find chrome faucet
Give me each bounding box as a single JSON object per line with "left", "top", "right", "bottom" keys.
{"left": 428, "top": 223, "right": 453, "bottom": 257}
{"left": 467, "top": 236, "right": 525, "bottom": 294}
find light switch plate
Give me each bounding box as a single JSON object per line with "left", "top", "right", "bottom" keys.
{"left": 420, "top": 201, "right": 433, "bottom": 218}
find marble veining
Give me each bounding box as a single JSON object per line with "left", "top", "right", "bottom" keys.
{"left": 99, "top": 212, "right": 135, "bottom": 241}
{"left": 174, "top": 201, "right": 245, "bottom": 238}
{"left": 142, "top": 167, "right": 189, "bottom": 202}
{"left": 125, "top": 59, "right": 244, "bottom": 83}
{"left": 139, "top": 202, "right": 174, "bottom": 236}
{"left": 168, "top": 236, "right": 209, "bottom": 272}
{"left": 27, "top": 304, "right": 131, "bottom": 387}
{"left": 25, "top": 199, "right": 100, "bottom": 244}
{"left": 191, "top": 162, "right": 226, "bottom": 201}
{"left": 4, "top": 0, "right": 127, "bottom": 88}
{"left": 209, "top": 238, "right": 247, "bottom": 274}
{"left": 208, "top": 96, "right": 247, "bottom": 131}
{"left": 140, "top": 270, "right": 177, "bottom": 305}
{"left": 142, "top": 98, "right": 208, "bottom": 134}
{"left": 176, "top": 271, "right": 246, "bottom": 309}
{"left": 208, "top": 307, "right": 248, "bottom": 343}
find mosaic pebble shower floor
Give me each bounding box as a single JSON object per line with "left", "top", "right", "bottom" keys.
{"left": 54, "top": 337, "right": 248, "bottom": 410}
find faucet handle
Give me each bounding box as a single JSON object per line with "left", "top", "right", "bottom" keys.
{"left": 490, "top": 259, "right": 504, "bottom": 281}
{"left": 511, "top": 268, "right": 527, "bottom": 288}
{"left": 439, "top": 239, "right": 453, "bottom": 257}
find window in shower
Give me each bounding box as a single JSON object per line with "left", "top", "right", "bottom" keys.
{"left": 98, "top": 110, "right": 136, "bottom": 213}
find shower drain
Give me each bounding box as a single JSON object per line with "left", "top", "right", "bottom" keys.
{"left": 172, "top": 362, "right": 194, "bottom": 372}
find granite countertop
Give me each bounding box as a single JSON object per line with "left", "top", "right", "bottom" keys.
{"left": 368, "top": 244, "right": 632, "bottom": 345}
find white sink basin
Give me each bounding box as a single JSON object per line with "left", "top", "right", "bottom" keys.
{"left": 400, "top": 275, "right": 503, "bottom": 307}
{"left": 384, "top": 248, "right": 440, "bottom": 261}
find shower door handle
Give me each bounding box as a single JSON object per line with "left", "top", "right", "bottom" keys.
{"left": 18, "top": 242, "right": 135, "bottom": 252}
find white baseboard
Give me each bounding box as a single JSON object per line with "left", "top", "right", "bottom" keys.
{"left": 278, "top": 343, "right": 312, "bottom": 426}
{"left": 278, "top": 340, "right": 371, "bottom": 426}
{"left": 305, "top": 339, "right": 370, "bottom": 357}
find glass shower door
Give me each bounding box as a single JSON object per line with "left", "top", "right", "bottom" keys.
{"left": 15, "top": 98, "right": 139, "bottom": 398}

++++++++++++++++++++

Exercise details
Reprint every entry exactly.

Completed task
find chrome faucet
Give me each bounding box as a single JSON object per line with "left", "top", "right", "bottom" keys.
{"left": 428, "top": 223, "right": 453, "bottom": 257}
{"left": 467, "top": 236, "right": 525, "bottom": 294}
find light switch plate
Give me each bounding box as a single JSON object per line with "left", "top", "right", "bottom" keys.
{"left": 420, "top": 201, "right": 433, "bottom": 218}
find marble veining
Give me each bounding box as a single JSON object per line with "left", "top", "right", "bottom" keys.
{"left": 99, "top": 212, "right": 135, "bottom": 241}
{"left": 174, "top": 201, "right": 245, "bottom": 238}
{"left": 142, "top": 167, "right": 189, "bottom": 202}
{"left": 125, "top": 59, "right": 244, "bottom": 83}
{"left": 139, "top": 202, "right": 174, "bottom": 236}
{"left": 168, "top": 236, "right": 209, "bottom": 272}
{"left": 27, "top": 304, "right": 131, "bottom": 387}
{"left": 25, "top": 199, "right": 100, "bottom": 244}
{"left": 191, "top": 162, "right": 226, "bottom": 201}
{"left": 4, "top": 0, "right": 127, "bottom": 88}
{"left": 209, "top": 238, "right": 247, "bottom": 274}
{"left": 208, "top": 96, "right": 247, "bottom": 131}
{"left": 140, "top": 270, "right": 177, "bottom": 305}
{"left": 142, "top": 98, "right": 208, "bottom": 134}
{"left": 176, "top": 271, "right": 246, "bottom": 309}
{"left": 208, "top": 307, "right": 248, "bottom": 343}
find mosaic pebble shower floor
Give me each bounding box as a single JSON object per line with "left", "top", "right", "bottom" keys.
{"left": 54, "top": 337, "right": 248, "bottom": 410}
find faucet handle
Give me each bounding box as a single JSON object per line with "left", "top", "right", "bottom" keys.
{"left": 490, "top": 259, "right": 504, "bottom": 281}
{"left": 511, "top": 268, "right": 527, "bottom": 288}
{"left": 439, "top": 239, "right": 453, "bottom": 257}
find window in shower
Give me each bounding box as a single JSON object per line with "left", "top", "right", "bottom" keys.
{"left": 98, "top": 110, "right": 136, "bottom": 213}
find shower drain
Give me each bounding box as a single JSON object per line with "left", "top", "right", "bottom" keys.
{"left": 172, "top": 362, "right": 194, "bottom": 372}
find granite countertop
Give me each bounding box as a single JSON object per line with "left", "top", "right", "bottom" keys.
{"left": 368, "top": 244, "right": 632, "bottom": 345}
find white sink basin
Give me each bounding box as a single JSON object per line with "left", "top", "right", "bottom" keys.
{"left": 400, "top": 275, "right": 503, "bottom": 307}
{"left": 384, "top": 248, "right": 440, "bottom": 261}
find shower door handle
Give me each bounding box as a single JSON object per line with "left", "top", "right", "bottom" keys.
{"left": 18, "top": 242, "right": 135, "bottom": 252}
find white baseboard
Give me each bounding box as a single JSON object per line with "left", "top", "right", "bottom" keys.
{"left": 278, "top": 343, "right": 312, "bottom": 426}
{"left": 278, "top": 340, "right": 371, "bottom": 426}
{"left": 305, "top": 339, "right": 370, "bottom": 357}
find glass shower door
Give me each bounding box as a single JSON object per line with "left", "top", "right", "bottom" keys.
{"left": 15, "top": 98, "right": 139, "bottom": 398}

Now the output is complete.